La Jornada Semanal, 4 de octubre de 1998
¿Por qué sigue importando el 68 mexicano? Entre otros motivos por los siguientes:
El 68 es la experiencia fundamental de una generación estudiantil en la ciudad de México, que la vive de distintas maneras, pero la recuerda con orgullo muy similar (quienes fueron activistas y quienes ni curiosidad tuvieron, identifican al 68 como el año de su encuentro a fondo con la realidad mexicana).
El 68 es el primer movimiento de modernización estudiantil, donde una vanguardia se pone al día con los sucesos de París, las universidades estadunidenses, Londres, Praga, Berlín.
El 68, en tanto fenómeno de masas, sólo ocurre en la capital, el único espacio que por sus dimensiones desafía la estructura represiva del Estado. Gran experiencia urbana, el movimiento durante dos meses cautivo, irrita y conmueve a la ciudad entera con marchas y brigadistas y la novedosa protesta de clases medias.
El 68 infunde a sus participantes la impresión del cambio súbito mental y anímico. No se consideran héroes pero sí protagonistas centrales del antiautoritarismo, y esa sensación de comunidad, opuesta a la injusticia, le concede en momentos al movimiento un nivel épico. Son épicas las decisiones de construir una democracia y una moral política al precio literal de la vida porque, como se quiera ver, en 68 nadie minimiza los alcances de la represión, y el desafío al poder absoluto. Se continúa -sin advertirlo- la gran tradición de las hazañas populares, y aparece otra propuesta de canon para la conducta y la moral de una sociedad.
Si la idea de hazaña es hoy más bien irrecapturable, en 1968 es elemento clave. Contra los estudiantes se levanta el aparato estatal, las campañas de difamación, el miedo social y familiar. Y la matanza encumbra y petrifica el impulso épico.
¥ El 68 anticipa con brío lo ya irreprimible en 1985: el tuteo psicológico con la autoridad, del presidente de la República para abajo. Los estudiantes, de golpe y por la conciencia de ser una fuerza de primer orden en el país, no le pierden el respeto a la figura presidencial, hacen algo más subversivo: se preguntan por qué debe tenérsele respeto. Es la pregunta y no el desdén por las ``personas mayores'', lo que equivale al tuteo psicológico. ``Tú nos pides sumisión, ¿a cuenta de qué?'' Sin creer posible tal interrogante, pero percibiéndolo en la actitud, Díaz Ordaz responde: ``A cuenta de que soy la primera persona de la patria.'' Y la pregunta a continuación se considera profanatoria: ``Si es así, ¿por qué no dialogas con nosotros?'' Un ser tan imbuido del sentido jerárquico no soporta que mítines, marchas y brigadas tracen el tuteo psicológico. Pero así es.

Información mostrada:
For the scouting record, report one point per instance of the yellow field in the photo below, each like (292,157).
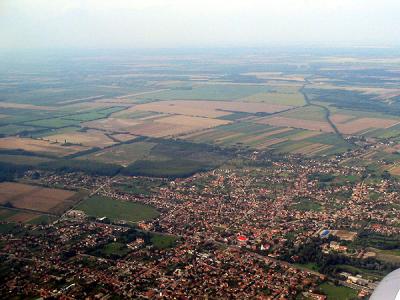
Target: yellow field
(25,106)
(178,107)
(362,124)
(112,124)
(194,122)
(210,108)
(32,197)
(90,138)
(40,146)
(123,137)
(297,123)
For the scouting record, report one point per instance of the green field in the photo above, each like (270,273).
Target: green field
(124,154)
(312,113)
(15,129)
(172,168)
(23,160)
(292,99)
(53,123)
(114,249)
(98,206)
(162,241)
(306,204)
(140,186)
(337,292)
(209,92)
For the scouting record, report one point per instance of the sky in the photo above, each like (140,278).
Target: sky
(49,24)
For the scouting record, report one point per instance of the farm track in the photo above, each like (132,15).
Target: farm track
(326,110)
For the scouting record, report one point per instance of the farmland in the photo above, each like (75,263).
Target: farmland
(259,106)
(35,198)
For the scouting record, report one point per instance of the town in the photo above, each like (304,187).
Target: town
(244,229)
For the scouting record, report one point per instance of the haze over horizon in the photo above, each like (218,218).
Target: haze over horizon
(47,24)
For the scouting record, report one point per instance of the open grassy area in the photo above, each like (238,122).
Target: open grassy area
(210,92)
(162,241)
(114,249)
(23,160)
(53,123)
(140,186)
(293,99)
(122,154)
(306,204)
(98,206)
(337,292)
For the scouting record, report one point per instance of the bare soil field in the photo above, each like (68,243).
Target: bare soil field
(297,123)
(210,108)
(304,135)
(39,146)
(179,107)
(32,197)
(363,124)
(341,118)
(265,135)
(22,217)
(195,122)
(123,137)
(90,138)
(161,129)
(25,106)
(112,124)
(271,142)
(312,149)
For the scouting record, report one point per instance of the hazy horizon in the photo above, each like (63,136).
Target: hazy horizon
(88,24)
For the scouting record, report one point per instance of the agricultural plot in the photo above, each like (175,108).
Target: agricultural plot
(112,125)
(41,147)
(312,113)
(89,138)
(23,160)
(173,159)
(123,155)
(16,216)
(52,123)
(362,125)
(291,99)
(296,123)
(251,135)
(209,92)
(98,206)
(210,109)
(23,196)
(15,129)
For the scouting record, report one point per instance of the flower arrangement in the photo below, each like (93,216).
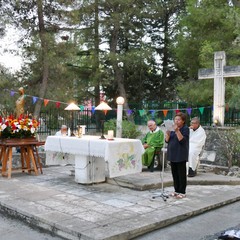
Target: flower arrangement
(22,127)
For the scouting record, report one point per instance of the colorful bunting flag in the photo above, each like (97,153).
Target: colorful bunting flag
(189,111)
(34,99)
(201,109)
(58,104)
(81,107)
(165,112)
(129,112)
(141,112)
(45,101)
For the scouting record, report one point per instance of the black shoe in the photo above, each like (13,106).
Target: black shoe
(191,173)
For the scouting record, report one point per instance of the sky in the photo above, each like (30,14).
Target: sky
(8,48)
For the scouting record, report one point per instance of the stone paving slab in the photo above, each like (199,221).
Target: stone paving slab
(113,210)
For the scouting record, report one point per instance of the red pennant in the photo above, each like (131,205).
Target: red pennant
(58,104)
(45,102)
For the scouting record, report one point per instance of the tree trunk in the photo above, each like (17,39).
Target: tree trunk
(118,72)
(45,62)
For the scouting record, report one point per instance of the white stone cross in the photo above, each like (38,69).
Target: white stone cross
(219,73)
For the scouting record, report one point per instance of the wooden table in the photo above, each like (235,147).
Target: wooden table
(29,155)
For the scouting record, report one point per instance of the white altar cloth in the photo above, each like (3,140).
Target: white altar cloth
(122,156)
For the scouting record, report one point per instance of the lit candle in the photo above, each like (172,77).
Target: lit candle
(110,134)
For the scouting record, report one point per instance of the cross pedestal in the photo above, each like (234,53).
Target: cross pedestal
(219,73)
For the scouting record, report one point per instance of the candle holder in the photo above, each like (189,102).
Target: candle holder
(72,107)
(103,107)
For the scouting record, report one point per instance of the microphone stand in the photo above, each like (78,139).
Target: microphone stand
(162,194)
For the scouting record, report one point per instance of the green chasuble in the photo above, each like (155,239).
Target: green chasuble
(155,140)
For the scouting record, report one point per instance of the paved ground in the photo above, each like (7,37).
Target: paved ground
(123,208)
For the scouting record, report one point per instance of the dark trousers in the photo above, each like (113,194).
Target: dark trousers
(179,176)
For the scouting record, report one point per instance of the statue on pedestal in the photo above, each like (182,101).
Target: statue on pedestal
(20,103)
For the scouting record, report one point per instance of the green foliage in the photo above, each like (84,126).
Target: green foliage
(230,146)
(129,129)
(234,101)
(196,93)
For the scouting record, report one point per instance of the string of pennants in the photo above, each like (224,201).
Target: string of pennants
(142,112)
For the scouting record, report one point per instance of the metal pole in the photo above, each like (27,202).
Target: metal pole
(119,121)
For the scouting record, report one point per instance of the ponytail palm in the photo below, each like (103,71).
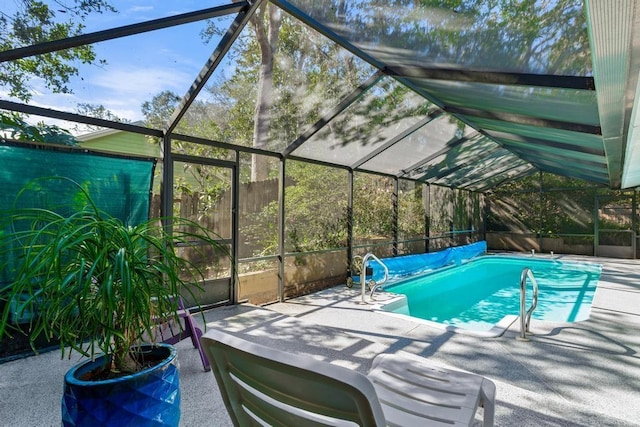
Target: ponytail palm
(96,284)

Consigna:
Responde estas preguntas sobre el texto del 68 mexicano:
1. ¿Durante cuánto tiempo el movimiento cautivó, irritó y conmovió a la ciudad entera?
2. ¿En qué año, según el texto, resulta ya irreprimible el tuteo psicológico con la autoridad?
3. ¿Qué responde Díaz Ordaz a la pregunta de a cuenta de qué pide sumisión?

Ejercicio resuelto:
1. El movimiento cautivó, irritó y conmovió a la ciudad entera durante dos meses.
2. El tuteo psicológico con la autoridad resulta ya irreprimible en 1985.
3. Díaz Ordaz responde: "A cuenta de que soy la primera persona de la patria."